== Exercise instructions ==
The exercise calls for the lines from the one containing "Pin every instance of the short" to the end of the data below to be output exactly, pictures excluded.

== Given records ==

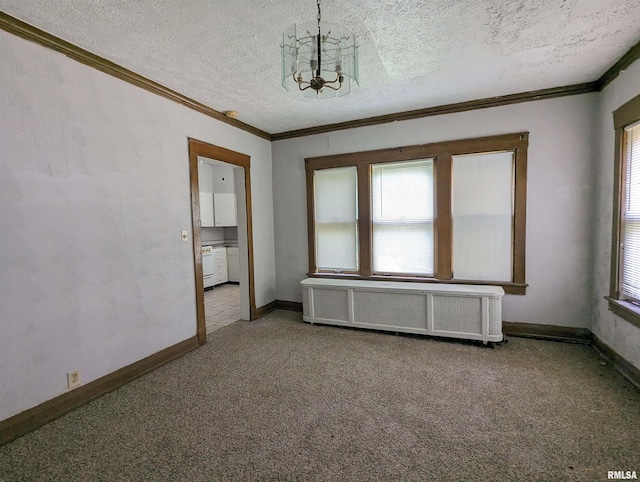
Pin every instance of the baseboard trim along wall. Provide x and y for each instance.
(625, 368)
(263, 310)
(289, 305)
(31, 419)
(547, 332)
(544, 332)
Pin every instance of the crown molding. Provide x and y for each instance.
(28, 32)
(616, 69)
(33, 34)
(444, 109)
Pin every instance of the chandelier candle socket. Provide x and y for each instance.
(320, 58)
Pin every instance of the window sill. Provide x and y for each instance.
(509, 288)
(625, 310)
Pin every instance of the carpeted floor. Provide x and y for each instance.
(278, 399)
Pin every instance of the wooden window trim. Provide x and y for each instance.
(624, 116)
(442, 153)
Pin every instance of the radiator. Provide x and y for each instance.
(449, 310)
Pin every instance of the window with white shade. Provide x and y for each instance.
(336, 219)
(624, 290)
(445, 212)
(630, 255)
(402, 217)
(482, 211)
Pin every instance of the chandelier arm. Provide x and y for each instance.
(319, 45)
(332, 87)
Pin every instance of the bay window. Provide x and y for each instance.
(451, 212)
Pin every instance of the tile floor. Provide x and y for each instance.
(221, 306)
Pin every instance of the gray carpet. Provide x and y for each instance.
(278, 399)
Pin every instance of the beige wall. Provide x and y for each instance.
(621, 335)
(559, 198)
(94, 191)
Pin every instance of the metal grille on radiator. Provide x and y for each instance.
(331, 304)
(458, 314)
(390, 309)
(495, 316)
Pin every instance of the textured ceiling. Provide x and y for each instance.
(413, 54)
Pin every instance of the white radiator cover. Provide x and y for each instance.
(450, 310)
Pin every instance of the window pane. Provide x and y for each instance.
(482, 211)
(402, 217)
(630, 285)
(336, 219)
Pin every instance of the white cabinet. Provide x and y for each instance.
(220, 274)
(233, 262)
(206, 210)
(224, 206)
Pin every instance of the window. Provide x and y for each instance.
(445, 212)
(624, 296)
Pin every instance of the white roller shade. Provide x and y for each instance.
(482, 211)
(402, 217)
(630, 285)
(336, 219)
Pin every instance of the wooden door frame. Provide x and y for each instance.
(203, 149)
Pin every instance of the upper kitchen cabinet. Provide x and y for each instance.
(217, 194)
(207, 219)
(225, 212)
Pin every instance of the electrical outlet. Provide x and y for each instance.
(73, 379)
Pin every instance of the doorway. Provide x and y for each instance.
(201, 151)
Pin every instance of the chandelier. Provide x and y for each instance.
(319, 58)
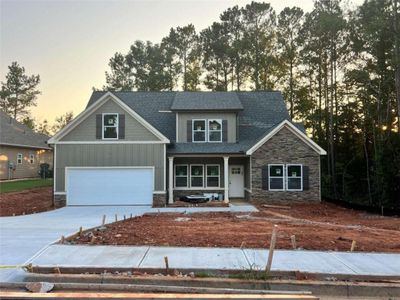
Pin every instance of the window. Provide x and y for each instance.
(110, 126)
(294, 178)
(196, 175)
(275, 178)
(215, 130)
(181, 176)
(19, 158)
(199, 130)
(212, 175)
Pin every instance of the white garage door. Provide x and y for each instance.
(109, 186)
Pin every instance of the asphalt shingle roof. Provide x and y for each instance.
(261, 112)
(15, 133)
(204, 101)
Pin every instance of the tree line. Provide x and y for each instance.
(337, 68)
(19, 93)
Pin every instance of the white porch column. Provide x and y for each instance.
(226, 179)
(171, 180)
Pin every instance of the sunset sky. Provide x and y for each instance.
(69, 43)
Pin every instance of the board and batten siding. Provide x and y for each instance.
(109, 155)
(86, 131)
(183, 117)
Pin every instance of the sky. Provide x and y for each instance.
(69, 42)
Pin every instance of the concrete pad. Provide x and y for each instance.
(90, 256)
(305, 261)
(370, 263)
(196, 258)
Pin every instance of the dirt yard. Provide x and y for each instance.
(26, 202)
(316, 227)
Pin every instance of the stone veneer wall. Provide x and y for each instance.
(285, 148)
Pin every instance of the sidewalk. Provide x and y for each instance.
(213, 259)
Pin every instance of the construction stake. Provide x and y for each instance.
(271, 249)
(353, 246)
(293, 239)
(166, 264)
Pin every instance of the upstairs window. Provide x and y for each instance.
(110, 126)
(19, 158)
(276, 177)
(215, 130)
(294, 177)
(199, 131)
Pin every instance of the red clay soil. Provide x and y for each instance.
(26, 202)
(316, 227)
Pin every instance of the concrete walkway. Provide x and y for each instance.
(355, 263)
(21, 237)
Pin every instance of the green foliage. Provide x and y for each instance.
(18, 92)
(339, 71)
(20, 185)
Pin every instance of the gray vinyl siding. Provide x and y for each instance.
(86, 131)
(109, 155)
(183, 117)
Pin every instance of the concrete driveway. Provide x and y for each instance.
(22, 237)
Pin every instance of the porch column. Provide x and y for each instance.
(226, 179)
(171, 180)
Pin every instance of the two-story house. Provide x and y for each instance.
(151, 148)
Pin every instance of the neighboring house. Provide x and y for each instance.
(21, 150)
(150, 148)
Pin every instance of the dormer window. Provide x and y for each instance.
(199, 131)
(215, 130)
(207, 131)
(110, 126)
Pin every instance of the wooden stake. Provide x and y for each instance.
(353, 246)
(166, 264)
(271, 249)
(293, 239)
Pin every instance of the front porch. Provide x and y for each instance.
(227, 177)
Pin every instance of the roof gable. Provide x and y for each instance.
(94, 106)
(14, 133)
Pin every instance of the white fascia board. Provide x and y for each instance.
(87, 112)
(294, 130)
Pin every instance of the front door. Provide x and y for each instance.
(236, 181)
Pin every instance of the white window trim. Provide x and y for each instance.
(287, 178)
(219, 175)
(205, 130)
(209, 130)
(187, 176)
(283, 177)
(20, 158)
(103, 126)
(196, 187)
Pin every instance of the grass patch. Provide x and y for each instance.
(20, 185)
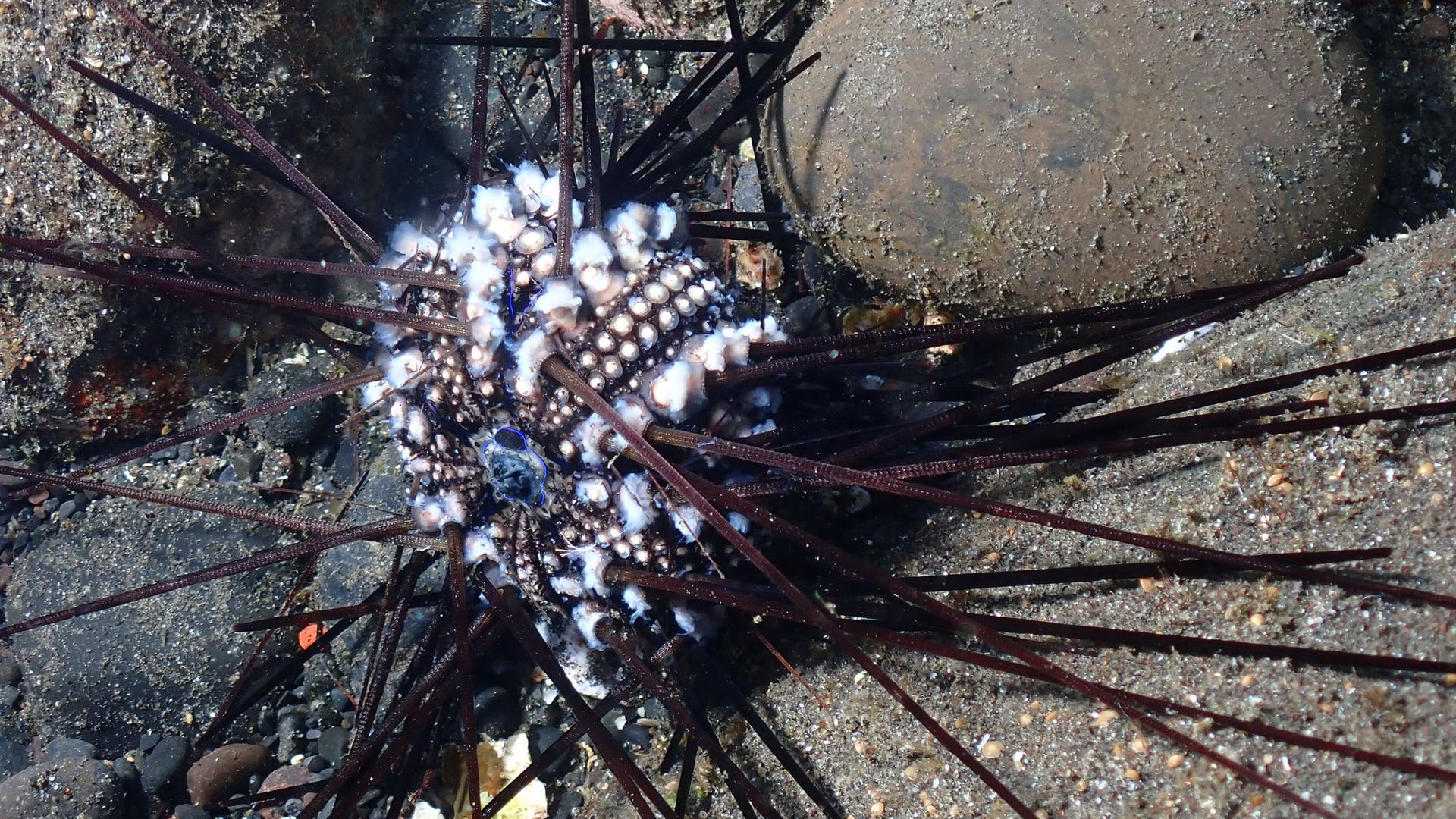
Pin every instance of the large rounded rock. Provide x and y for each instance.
(158, 665)
(1037, 153)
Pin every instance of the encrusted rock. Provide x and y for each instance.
(1030, 155)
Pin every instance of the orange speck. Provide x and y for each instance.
(309, 634)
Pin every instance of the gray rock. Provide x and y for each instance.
(111, 675)
(164, 763)
(67, 789)
(224, 771)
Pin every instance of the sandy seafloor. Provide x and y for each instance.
(1360, 487)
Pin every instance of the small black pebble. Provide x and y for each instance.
(568, 803)
(12, 758)
(164, 763)
(541, 739)
(67, 748)
(635, 736)
(334, 744)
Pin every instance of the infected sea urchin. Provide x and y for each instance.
(610, 447)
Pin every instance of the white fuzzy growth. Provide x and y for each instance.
(419, 426)
(593, 490)
(558, 305)
(530, 241)
(465, 245)
(1180, 343)
(629, 238)
(596, 439)
(588, 439)
(635, 503)
(767, 330)
(484, 280)
(587, 617)
(707, 350)
(403, 366)
(688, 521)
(430, 513)
(529, 181)
(592, 260)
(629, 223)
(601, 283)
(676, 391)
(373, 392)
(595, 563)
(529, 365)
(634, 411)
(566, 586)
(425, 811)
(478, 545)
(488, 331)
(692, 621)
(494, 203)
(667, 224)
(637, 602)
(406, 241)
(551, 196)
(764, 400)
(576, 661)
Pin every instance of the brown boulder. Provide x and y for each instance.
(1037, 153)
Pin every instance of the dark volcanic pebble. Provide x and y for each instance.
(286, 777)
(334, 744)
(224, 771)
(67, 789)
(67, 748)
(1040, 155)
(12, 757)
(162, 764)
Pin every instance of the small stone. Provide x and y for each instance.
(64, 789)
(224, 771)
(67, 748)
(162, 764)
(635, 736)
(334, 744)
(541, 739)
(286, 777)
(497, 711)
(9, 670)
(12, 757)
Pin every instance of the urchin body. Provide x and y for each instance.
(520, 463)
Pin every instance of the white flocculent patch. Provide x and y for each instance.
(635, 503)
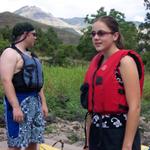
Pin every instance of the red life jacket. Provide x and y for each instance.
(106, 95)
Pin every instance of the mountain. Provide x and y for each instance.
(37, 14)
(76, 21)
(67, 35)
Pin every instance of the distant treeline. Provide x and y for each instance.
(57, 53)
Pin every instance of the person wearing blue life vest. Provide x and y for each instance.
(22, 79)
(112, 91)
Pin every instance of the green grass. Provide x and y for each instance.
(62, 90)
(62, 87)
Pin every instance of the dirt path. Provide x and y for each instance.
(3, 145)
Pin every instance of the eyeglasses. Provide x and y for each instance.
(100, 33)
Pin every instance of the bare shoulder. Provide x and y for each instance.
(127, 61)
(9, 53)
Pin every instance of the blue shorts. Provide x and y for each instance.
(31, 130)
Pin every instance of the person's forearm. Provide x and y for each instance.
(88, 125)
(131, 126)
(10, 93)
(42, 96)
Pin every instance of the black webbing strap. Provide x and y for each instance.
(62, 144)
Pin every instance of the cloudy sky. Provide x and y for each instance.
(134, 10)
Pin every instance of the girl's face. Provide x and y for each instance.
(102, 37)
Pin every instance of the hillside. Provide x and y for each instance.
(37, 14)
(67, 35)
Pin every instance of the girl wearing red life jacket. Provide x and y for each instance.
(113, 88)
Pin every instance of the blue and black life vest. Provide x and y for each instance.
(30, 78)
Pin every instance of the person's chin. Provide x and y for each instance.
(99, 49)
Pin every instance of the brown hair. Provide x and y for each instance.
(114, 27)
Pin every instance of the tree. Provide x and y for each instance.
(144, 31)
(144, 37)
(128, 29)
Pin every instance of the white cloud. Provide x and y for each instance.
(133, 9)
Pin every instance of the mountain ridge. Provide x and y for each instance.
(37, 14)
(67, 35)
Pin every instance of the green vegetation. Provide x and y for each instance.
(62, 84)
(62, 90)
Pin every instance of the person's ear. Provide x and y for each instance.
(116, 36)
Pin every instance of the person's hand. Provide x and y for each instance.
(85, 148)
(45, 110)
(127, 148)
(18, 114)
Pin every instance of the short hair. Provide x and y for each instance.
(20, 28)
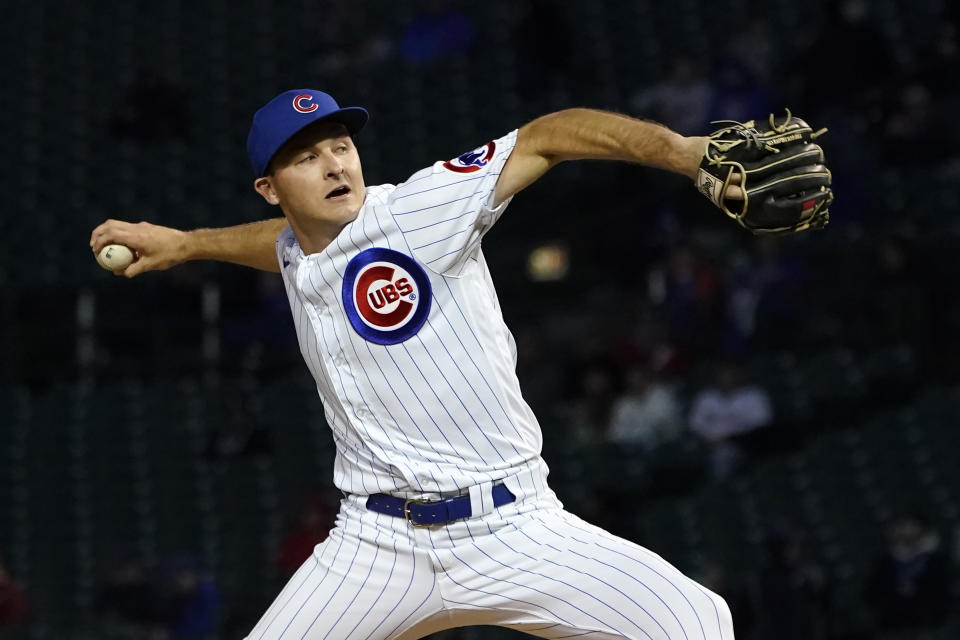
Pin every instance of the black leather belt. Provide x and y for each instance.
(423, 513)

== Response ==
Pin every instance of the short hair. Provide x and y for each instance.
(20, 28)
Pin every instance of the black leather belt. Provide x and y for each instance.
(423, 513)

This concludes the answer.